Rewrite only the rows from the line with "Task: Where can the garden bed" up to and including the line with "[[204, 238]]", keeping the requests as they are. Scale every x and y coordinate in the answers by 2.55, rounding each result to a whole number with halves rounded up.

- **Data entries**

____

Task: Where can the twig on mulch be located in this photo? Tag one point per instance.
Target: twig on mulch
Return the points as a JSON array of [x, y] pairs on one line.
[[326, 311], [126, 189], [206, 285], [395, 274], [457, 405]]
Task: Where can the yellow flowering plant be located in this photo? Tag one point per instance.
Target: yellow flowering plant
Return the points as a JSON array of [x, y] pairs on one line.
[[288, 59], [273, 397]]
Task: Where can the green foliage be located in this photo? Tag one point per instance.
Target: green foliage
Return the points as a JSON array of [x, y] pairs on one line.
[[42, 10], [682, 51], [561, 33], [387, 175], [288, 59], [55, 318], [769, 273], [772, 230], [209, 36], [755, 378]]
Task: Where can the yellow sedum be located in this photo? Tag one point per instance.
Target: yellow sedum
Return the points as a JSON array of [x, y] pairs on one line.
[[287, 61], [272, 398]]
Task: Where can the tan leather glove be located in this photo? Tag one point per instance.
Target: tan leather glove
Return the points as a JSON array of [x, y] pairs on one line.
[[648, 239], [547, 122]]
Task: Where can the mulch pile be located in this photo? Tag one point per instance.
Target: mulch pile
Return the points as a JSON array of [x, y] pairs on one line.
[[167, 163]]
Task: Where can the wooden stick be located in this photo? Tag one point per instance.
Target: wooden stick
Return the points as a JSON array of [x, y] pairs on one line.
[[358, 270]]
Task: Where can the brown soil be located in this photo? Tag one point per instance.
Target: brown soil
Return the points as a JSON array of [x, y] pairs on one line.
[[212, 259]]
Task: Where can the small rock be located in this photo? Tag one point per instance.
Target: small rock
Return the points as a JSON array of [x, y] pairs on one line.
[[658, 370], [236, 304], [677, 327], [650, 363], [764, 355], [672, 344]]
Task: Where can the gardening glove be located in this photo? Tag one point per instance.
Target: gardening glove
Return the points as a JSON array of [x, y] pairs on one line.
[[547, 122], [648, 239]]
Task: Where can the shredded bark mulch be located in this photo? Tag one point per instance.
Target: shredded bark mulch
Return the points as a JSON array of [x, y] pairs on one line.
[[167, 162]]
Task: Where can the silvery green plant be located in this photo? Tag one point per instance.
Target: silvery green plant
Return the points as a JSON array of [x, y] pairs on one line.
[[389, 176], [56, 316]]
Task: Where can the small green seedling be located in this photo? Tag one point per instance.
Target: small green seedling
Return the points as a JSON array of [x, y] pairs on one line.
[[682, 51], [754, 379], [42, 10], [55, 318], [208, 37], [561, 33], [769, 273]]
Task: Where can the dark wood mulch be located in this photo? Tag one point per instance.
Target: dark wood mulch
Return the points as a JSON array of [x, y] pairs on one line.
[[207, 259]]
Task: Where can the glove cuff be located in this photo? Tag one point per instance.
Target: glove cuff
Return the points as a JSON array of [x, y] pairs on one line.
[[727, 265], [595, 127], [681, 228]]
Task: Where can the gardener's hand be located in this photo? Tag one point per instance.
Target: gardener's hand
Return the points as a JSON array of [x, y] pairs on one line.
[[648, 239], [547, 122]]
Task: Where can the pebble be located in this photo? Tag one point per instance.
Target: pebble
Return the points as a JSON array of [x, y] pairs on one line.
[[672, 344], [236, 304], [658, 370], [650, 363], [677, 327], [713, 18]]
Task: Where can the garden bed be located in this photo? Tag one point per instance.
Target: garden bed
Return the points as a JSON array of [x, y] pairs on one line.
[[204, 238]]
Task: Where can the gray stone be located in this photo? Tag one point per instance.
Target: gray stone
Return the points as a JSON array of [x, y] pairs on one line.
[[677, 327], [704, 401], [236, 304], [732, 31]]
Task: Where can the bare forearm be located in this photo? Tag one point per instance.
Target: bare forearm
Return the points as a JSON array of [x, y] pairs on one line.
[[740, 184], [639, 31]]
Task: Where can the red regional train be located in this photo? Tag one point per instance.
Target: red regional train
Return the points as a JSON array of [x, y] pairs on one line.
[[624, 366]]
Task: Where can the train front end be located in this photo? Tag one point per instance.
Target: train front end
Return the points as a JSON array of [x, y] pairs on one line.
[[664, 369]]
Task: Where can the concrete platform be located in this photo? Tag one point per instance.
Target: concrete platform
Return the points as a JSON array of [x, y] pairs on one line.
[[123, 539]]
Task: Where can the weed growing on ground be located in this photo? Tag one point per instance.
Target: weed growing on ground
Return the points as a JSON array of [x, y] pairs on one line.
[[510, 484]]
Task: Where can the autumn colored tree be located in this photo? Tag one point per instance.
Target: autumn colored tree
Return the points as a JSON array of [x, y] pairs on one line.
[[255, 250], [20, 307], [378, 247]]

____

- **Answer to this task**
Task: Where can the garden bed be located in this photo? Tag one point per instance.
Target: garden bed
Return the points as a JSON array of [x, y] pairs on one line.
[[520, 607]]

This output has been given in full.